| Seçilen bölüm |
Ülkemizde antidepresan kullanımı hızla artıyor
Son yıllarda ülkemizde yaşanan depremler, seller maden kazaları, pandemi ve ekonomik koşullar nedeniyle ülkemizde antidepresan kullanımı hızla artmaktadır. Rakamlar ortada... Antidepresanlar en fazla kullanılan ilaçların başında geliyor. Yalnız Türkiye'de değil, bütün dünyada da 'yapay mutluluk sağlayan ilaçlar' olarak tanımlanan antidepresanlar depresyona giren, panik atak yaşayan ya da stresle başa çıkmaya çalışanların ilk tercihi... Sağlık Bakanlığı’nın 2021 yılında yayımladığı ‘Sağlık İstatistikleri Yıllığı’na göre, Türkiye’de antidepresan kullanımı 2010’da yüzde 33 iken, 2021’de yüzde 53’e ulaştı. Bu sayı 2024 ocak ayı itibariyle yüzde 60’lara yaklaştı”
Bütün dünyada kullanılan antidepresan ilaç merakının
nereye evrileceği merak konusu. Antidepresan ilaçlar şeker, çikolata gibi kullanıcıların
çantalarının vazgeçilmezi oldu adeta. Psikiyatristlere göre doktor kontrolünde
ve belirli sürelerde alındıkları takdirde antidepresanlar hayat bile
kurtarıyor. Ama arkadaş tavsiyesi ya da psikiyatristin kontrolü olmadan
yıllarca kullananların çok dikkatli olmasında fayda var.
Sağlık Bakanlığı'nın kayıtlı verilerine göre ruh sağlığını düzeltmek için
kullanılan ilaç tüketiminde 10 yılda %63 artış oldu.
Mersin Üniversitesi Tıp Fakültesi Ruh Sağlığı ve Hastalıkları Anabilim
Dalı öğretim üyesi Prof. Dr. Kemal Yazıcı’ya göre ‘’ antidepresan ilaç tüketimindeki
artışın yalnızca psikiyatrik hastalıklar olmadığına değinerek, “Bu veri ilk
başta toplumun ruh sağlığında giderek artan bir bozulma olduğuna işaret ediyor
gibi yorumlanabilir. Ancak bu yorum biraz eksik değerlendirme olur. Bu ilaçlar
sadece depresyonda değil, başta anksiyete bozuklukları olmak üzere başka birçok
psikiyatrik hastalıkta da kullanılıyor. Üstelik sadece psikiyatri de değil;
nöroloji, cildiye, fizik tedavi, dahiliye, aile hekimliği gibi diğer branşlarda
da kullanım alanları mevcut” diyor.

| Yapılacak iş |
Antidepresan kullanımıyla ilgili yazıyı son cümlesinden sonra sürdürün. Sonraki kayıtlar başka bir kaynaktan alınmıştır.

| Verilen kayıtlar |
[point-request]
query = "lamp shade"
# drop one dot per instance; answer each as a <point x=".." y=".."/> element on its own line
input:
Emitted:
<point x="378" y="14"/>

| Cevap |
Bireyin yalnızlaştığı günümüzde
insanların depresyona yönelmeleri hızla artıyor. Geçim sıkıntısının yaşandığı
her dönemde olduğu gibi bugünlerde de depresyonun en önemli nedeninin yoksulluk
olduğu aşikâr. Ayrıca kadının bir sömürü aracı olarak görüldüğü toplumlarda,
kadınların depresyona girme oranı yüksek. Evli çiftler arasında da yaşanan aile
içi sıkıntılar kadınların depresyona girmesini tetiklemektedir. Boşanmalarda
ekonomik sebepler ön plana çıkmakla birlikte boşanmaların arasında tahammülsüzlük,
sorumsuzluk, aldatma, şiddet vb. nedenlerden dolayı özellikle kadınlarda
depresyona girme riskini artırmaktadır. Erkeklerde
bu oran biraz daha düşük seyrediyor.
Kendi başınıza ilaç kullanmak, altta yatan sağlık sorunlarının doğru
teşhis edilmesini ve tedavi edilmesini engelleyebilir. Lütfen bilinçsiz bir
şekilde ilaç kullanmayalım. Antidepresanları yalnızca bir doktorun gözetiminde
kullanmak çok önemlidir. Depresyon veya diğer zihinsel sağlık sorunları
yaşıyorsanız, bir sağlık profesyoneli ile görüşmeniz en güvenli ve etkili
yoldur. Sağlıklı günler diliyorum.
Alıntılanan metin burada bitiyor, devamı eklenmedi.